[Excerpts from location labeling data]
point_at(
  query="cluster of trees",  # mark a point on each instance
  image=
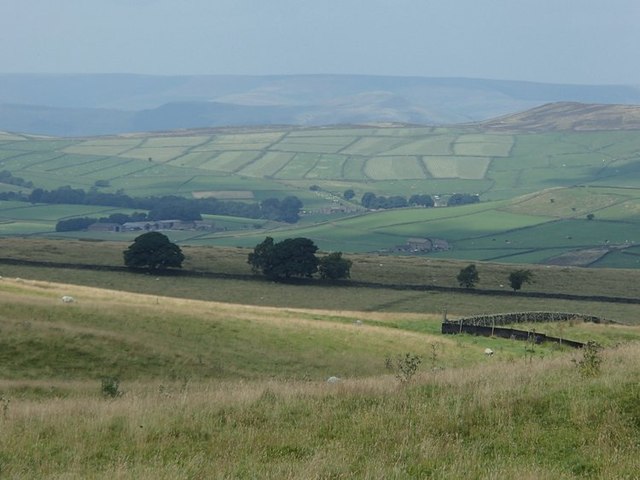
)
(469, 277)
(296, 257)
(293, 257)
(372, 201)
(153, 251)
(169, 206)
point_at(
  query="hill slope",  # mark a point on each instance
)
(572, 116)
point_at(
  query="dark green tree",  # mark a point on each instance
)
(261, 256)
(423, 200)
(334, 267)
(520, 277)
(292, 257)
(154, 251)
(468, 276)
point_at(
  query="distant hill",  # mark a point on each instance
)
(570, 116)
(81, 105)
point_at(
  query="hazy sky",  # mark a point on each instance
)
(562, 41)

--

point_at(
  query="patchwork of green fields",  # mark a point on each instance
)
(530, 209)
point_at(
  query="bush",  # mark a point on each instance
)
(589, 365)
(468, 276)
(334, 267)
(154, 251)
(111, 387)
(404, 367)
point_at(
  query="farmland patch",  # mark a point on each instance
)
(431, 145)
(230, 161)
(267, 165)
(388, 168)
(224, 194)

---

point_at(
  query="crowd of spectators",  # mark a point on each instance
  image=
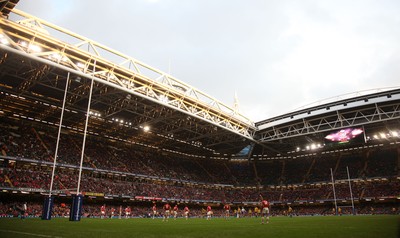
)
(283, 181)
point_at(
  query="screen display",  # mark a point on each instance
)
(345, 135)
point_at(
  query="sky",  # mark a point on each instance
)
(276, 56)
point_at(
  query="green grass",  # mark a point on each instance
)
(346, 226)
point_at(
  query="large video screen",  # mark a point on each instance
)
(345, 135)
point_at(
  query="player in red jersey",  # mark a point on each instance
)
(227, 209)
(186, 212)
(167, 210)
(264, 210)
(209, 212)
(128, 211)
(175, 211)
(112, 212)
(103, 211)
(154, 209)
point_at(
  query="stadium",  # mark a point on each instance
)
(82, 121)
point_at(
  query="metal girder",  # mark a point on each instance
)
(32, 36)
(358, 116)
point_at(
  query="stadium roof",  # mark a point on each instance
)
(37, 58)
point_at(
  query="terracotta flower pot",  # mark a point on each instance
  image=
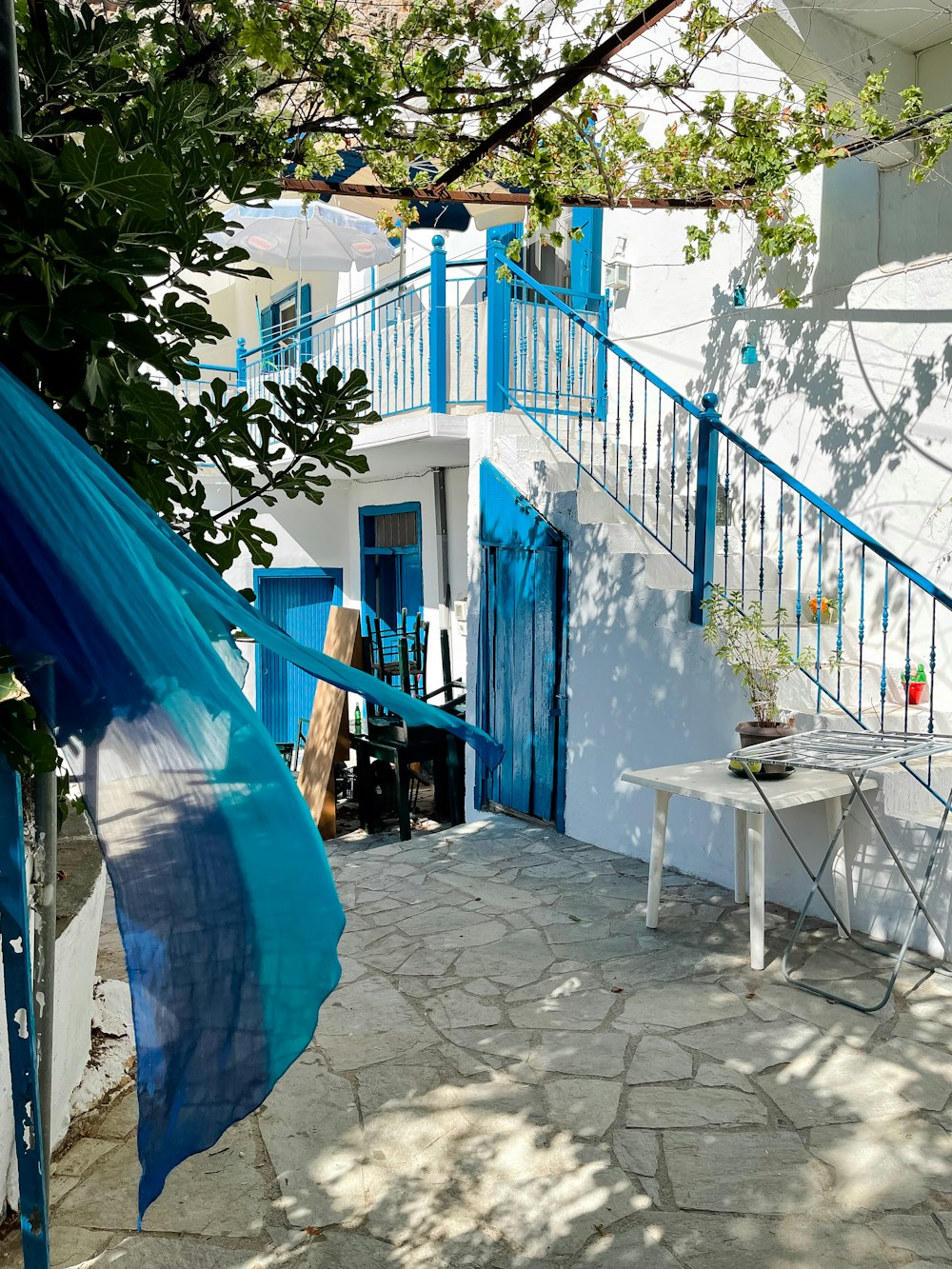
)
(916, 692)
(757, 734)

Written problem: Report every line of the listing above that contains the word "hill".

Expected answer:
  query="hill slope",  # mark a point on each instance
  query="distant hill",  # mark a point on each instance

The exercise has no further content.